Excerpt to read:
—————
Can there ever be restitution for the harm done to generations of Black people in America? Jahmal Mayfield, in his debut novel, SMOKE KINGS (Melville House, 388 pp., paperback, $19.99), takes this question to a provocative extreme.
When police officers kill 17-year-old Darius Evers, his older cousin, Nate, a political activist, wants real justice, not just “another Twitter hashtag, another candlelight vigil, another graffiti memorial.” He starts reading up on older killings — “lynchings, primarily” — and bands together with Darius’s brother, Joshua, and two close friends to begin kidnapping descendants of people who had long ago committed racially motivated hate crimes. The four of them don’t free their victims until they’ve agreed to deposit hundreds of dollars weekly into a secret account. “We like to think of it as a community-building fund,” Nate tells one. “But you can consider it reparations.”
—————
Rewrite the review from the words "Can there ever" through the words "a provocative extreme.", replacing "debut novel" with "first novel".

Given information:
—————
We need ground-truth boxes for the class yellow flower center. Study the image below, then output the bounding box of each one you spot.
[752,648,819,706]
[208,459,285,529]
—————
Answer space:
Can there ever be restitution for the harm done to generations of Black people in America? Jahmal Mayfield, in his first novel, SMOKE KINGS (Melville House, 388 pp., paperback, $19.99), takes this question to a provocative extreme.